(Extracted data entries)

+ + + + + + +

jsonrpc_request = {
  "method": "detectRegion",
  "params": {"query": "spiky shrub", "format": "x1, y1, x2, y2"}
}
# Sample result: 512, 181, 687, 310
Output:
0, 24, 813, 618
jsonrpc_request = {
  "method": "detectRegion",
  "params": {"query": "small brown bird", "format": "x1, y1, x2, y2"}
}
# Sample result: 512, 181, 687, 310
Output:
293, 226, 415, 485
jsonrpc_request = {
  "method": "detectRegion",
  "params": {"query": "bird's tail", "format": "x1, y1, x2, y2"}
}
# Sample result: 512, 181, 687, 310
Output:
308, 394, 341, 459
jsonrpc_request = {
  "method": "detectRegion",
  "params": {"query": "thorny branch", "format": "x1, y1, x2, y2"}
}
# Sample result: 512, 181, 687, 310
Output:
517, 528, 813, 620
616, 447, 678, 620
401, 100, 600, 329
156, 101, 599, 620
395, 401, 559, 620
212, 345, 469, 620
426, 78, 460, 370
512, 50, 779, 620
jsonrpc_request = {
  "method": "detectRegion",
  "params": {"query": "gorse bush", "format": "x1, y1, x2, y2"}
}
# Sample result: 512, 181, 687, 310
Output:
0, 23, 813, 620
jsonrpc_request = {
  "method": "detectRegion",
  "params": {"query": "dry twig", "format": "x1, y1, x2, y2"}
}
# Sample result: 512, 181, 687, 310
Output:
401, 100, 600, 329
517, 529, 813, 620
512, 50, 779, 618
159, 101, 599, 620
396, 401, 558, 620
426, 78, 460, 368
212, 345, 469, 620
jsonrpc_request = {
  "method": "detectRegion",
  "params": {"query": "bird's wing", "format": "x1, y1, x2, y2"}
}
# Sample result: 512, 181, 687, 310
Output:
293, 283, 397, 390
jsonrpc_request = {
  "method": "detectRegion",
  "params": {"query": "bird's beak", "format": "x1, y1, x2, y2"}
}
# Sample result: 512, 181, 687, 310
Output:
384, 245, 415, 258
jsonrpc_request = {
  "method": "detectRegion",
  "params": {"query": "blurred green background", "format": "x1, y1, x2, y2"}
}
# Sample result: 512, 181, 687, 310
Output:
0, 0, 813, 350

+ + + + + + +

TASK GOAL - Reproduce all data above, unchanged.

RESPONSE -
jsonrpc_request = {
  "method": "detectRegion",
  "params": {"query": "spiky shrub", "format": "x1, y1, x2, y2"}
}
# Sample result: 512, 181, 687, 310
Output:
0, 24, 813, 618
jsonrpc_request = {
  "method": "detectRegion",
  "params": {"query": "small brown bird", "format": "x1, y1, x2, y2"}
}
# Sample result: 512, 181, 687, 310
Output:
293, 226, 415, 485
jsonrpc_request = {
  "method": "detectRegion",
  "params": {"query": "bird's tail", "format": "x1, y1, x2, y2"}
}
# Sample result: 512, 181, 687, 310
Output:
308, 394, 341, 459
jsonrpc_request = {
  "method": "detectRegion",
  "params": {"query": "thorny branch", "format": "x1, y1, x2, y2"}
}
# Sample result: 512, 181, 687, 310
Output:
517, 528, 813, 620
616, 447, 678, 620
401, 100, 600, 329
156, 101, 599, 620
395, 401, 559, 620
212, 345, 469, 620
426, 78, 460, 370
512, 50, 779, 620
jsonrpc_request = {
  "method": "detectRegion",
  "params": {"query": "gorse bush", "format": "x1, y1, x2, y2"}
}
# Sample result: 512, 181, 687, 310
Output:
0, 23, 813, 620
jsonrpc_request = {
  "method": "detectRegion",
  "params": {"query": "dry twig", "format": "x1, y1, x2, y2"}
}
# Sample result: 512, 181, 687, 310
Output:
401, 100, 600, 329
517, 529, 813, 620
512, 50, 779, 618
159, 101, 599, 620
396, 401, 558, 620
426, 78, 460, 368
212, 345, 469, 620
jsonrpc_request = {
  "method": "detectRegion",
  "params": {"query": "bird's wing", "format": "x1, y1, x2, y2"}
}
# Sample result: 512, 181, 687, 310
Output:
293, 283, 397, 390
jsonrpc_request = {
  "method": "detectRegion",
  "params": {"query": "bird's beak", "format": "x1, y1, x2, y2"}
}
# Sample result: 512, 181, 687, 310
Output:
384, 245, 415, 258
jsonrpc_request = {
  "method": "detectRegion",
  "params": {"query": "blurred green background", "format": "x1, y1, x2, y2"}
}
# Sample result: 512, 181, 687, 310
Output:
0, 0, 813, 350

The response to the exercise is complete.